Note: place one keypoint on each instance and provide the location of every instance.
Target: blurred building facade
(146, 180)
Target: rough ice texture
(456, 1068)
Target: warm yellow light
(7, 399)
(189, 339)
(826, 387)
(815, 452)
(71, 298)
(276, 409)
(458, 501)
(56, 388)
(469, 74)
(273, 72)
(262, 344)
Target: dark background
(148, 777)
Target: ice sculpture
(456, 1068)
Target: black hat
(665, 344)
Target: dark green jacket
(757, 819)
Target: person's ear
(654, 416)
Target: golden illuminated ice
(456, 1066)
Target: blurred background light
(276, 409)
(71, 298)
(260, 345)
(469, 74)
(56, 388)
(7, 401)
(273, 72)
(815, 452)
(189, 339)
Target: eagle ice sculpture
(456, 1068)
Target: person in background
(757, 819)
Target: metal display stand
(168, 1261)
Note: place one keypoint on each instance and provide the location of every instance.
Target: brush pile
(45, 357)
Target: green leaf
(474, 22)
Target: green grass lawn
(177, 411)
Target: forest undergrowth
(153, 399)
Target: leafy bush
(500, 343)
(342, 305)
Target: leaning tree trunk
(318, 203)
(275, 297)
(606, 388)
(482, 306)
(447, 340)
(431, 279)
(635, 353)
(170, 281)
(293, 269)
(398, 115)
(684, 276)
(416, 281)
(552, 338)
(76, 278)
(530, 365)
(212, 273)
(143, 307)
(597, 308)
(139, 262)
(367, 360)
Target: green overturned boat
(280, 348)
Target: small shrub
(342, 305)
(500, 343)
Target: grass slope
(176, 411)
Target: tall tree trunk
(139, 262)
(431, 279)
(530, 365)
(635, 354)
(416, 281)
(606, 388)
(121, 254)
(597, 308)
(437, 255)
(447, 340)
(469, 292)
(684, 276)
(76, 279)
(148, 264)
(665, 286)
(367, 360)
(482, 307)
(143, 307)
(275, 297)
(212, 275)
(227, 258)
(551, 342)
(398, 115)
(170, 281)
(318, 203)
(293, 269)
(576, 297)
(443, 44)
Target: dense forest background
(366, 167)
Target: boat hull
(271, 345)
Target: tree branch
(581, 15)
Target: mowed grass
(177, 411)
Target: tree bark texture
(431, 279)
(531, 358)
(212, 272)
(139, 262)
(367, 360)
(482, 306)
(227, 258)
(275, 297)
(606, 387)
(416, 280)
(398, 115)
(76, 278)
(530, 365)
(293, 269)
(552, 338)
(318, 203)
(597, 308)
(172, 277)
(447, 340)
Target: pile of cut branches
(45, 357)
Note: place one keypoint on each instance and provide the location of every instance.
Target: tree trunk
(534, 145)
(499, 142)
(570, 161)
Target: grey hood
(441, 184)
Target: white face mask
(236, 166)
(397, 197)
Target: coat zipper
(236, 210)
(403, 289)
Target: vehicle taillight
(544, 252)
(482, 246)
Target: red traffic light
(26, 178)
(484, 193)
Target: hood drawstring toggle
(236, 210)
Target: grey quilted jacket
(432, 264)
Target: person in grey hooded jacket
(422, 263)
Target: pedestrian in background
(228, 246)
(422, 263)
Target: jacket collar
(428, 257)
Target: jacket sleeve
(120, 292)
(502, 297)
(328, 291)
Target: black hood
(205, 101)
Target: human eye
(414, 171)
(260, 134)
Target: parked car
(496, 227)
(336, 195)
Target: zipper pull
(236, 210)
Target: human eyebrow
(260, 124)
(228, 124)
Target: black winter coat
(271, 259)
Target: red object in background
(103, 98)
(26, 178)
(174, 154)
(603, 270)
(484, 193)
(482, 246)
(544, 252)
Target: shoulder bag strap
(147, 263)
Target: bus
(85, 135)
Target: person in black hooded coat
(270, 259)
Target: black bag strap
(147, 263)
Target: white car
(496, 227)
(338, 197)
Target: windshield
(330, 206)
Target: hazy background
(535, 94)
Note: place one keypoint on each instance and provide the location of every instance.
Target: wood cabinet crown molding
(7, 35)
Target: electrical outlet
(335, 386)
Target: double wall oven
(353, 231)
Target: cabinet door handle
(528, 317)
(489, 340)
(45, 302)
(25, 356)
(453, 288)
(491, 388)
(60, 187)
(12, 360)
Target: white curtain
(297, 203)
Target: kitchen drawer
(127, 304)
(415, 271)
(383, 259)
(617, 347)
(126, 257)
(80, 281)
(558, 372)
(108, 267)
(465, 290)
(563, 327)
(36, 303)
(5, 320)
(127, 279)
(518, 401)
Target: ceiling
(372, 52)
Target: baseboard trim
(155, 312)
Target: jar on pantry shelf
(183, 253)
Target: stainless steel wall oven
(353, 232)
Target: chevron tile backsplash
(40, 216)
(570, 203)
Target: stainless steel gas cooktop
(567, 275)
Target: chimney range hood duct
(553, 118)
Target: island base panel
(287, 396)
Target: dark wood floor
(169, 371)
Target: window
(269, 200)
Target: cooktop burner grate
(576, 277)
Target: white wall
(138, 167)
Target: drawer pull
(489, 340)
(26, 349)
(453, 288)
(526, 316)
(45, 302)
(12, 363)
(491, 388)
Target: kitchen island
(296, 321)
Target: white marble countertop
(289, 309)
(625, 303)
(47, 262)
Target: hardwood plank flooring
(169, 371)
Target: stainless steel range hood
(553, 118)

════════

### Task
Please rewrite all the records above, changing "Target" to "Object" everywhere and leaving everything else as it is.

### In response
Note: place one keypoint on each instance and provide the location of every instance.
Object: blurred building facade
(146, 180)
Object: rough ice texture
(456, 1068)
Object: warm yellow light
(7, 399)
(189, 339)
(826, 387)
(815, 452)
(71, 298)
(276, 409)
(458, 501)
(56, 388)
(469, 74)
(273, 72)
(262, 344)
Object: dark background
(148, 777)
Object: ice sculpture
(456, 1068)
Object: black hat
(665, 344)
Object: dark green jacket
(757, 819)
Object: person's ear
(654, 416)
Object: golden illuminated ice
(456, 1066)
Object: blurred background light
(276, 409)
(71, 298)
(260, 345)
(469, 74)
(56, 388)
(7, 401)
(273, 72)
(815, 452)
(189, 339)
Object: eagle ice sculpture
(456, 1068)
Object: person in background
(757, 819)
Object: metal display stand
(168, 1261)
Note: place one keypoint on each instance and provide the location of every instance.
Object: brush pile
(45, 357)
Object: green leaf
(474, 22)
Object: green grass lawn
(177, 411)
Object: forest undergrowth
(153, 399)
Object: leafy bush
(500, 343)
(342, 305)
Object: leaning tree trunk
(318, 203)
(275, 297)
(606, 388)
(482, 306)
(447, 340)
(431, 279)
(635, 353)
(170, 281)
(293, 269)
(398, 115)
(684, 276)
(416, 281)
(552, 338)
(76, 278)
(530, 365)
(212, 273)
(143, 307)
(597, 308)
(139, 262)
(367, 360)
Object: green overturned boat
(280, 348)
Object: small shrub
(342, 305)
(500, 343)
Object: grass slope
(176, 411)
Object: tall tree trunk
(139, 262)
(431, 279)
(530, 365)
(635, 354)
(416, 281)
(606, 388)
(121, 254)
(597, 308)
(437, 255)
(447, 340)
(469, 292)
(684, 276)
(76, 279)
(148, 264)
(665, 286)
(367, 360)
(482, 307)
(143, 307)
(275, 297)
(212, 275)
(227, 258)
(551, 342)
(398, 115)
(170, 281)
(318, 203)
(293, 269)
(576, 297)
(443, 44)
Object: dense forest background
(366, 167)
Object: boat hull
(271, 345)
Object: tree branch
(581, 15)
Object: mowed grass
(177, 411)
Object: tree bark texture
(431, 279)
(531, 358)
(212, 272)
(139, 262)
(367, 360)
(482, 306)
(227, 258)
(275, 297)
(606, 387)
(416, 280)
(398, 115)
(76, 278)
(530, 365)
(293, 269)
(552, 338)
(318, 203)
(597, 308)
(172, 277)
(447, 340)
Object: pile of cut branches
(45, 357)
Note: place one keypoint on each instance and provide the location of every instance.
Object: tree trunk
(534, 145)
(499, 142)
(570, 161)
Object: grey hood
(441, 184)
Object: white face mask
(236, 166)
(397, 197)
Object: coat zipper
(236, 210)
(403, 289)
Object: vehicle taillight
(544, 252)
(482, 246)
Object: red traffic light
(26, 178)
(484, 193)
Object: hood drawstring toggle
(236, 210)
Object: grey quilted jacket
(432, 264)
Object: person in grey hooded jacket
(422, 263)
Object: pedestrian in background
(228, 246)
(422, 263)
Object: jacket collar
(428, 257)
Object: jacket sleeve
(120, 292)
(502, 297)
(328, 291)
Object: black hood
(205, 101)
Object: human eye
(414, 171)
(260, 134)
Object: parked car
(496, 227)
(336, 195)
Object: zipper pull
(236, 210)
Object: human eyebrow
(260, 124)
(228, 124)
Object: black winter coat
(271, 259)
Object: red object in background
(103, 98)
(26, 178)
(174, 154)
(603, 270)
(484, 193)
(482, 246)
(544, 252)
Object: shoulder bag strap
(147, 263)
Object: bus
(85, 135)
Object: person in black hooded coat
(270, 259)
Object: black bag strap
(147, 263)
Object: white car
(496, 227)
(338, 197)
Object: windshield
(330, 206)
Object: hazy background
(535, 94)
Note: place one keypoint on each instance and provide the location of every instance.
Object: wood cabinet crown molding
(7, 35)
Object: electrical outlet
(335, 386)
Object: double wall oven
(353, 231)
Object: cabinet door handle
(528, 317)
(489, 340)
(45, 302)
(25, 356)
(453, 288)
(491, 388)
(60, 187)
(12, 360)
Object: white curtain
(297, 203)
Object: kitchen drawer
(127, 304)
(415, 271)
(383, 259)
(617, 347)
(126, 257)
(80, 281)
(558, 372)
(108, 267)
(465, 290)
(563, 327)
(36, 303)
(5, 320)
(127, 279)
(518, 401)
Object: ceiling
(372, 52)
Object: baseboard trim
(155, 312)
Object: jar on pantry shelf
(183, 253)
Object: stainless steel wall oven
(353, 232)
Object: chevron tile backsplash
(40, 216)
(570, 203)
Object: stainless steel gas cooktop
(567, 275)
Object: chimney range hood duct
(553, 118)
Object: island base panel
(287, 396)
Object: dark wood floor
(169, 371)
Object: window
(269, 200)
Object: cooktop burner grate
(576, 277)
Object: white wall
(138, 167)
Object: drawer pull
(489, 340)
(26, 349)
(453, 288)
(526, 316)
(45, 302)
(12, 363)
(491, 388)
Object: kitchen island
(296, 321)
Object: white marble countertop
(289, 309)
(625, 303)
(47, 262)
Object: hardwood plank flooring
(169, 371)
Object: stainless steel range hood
(553, 118)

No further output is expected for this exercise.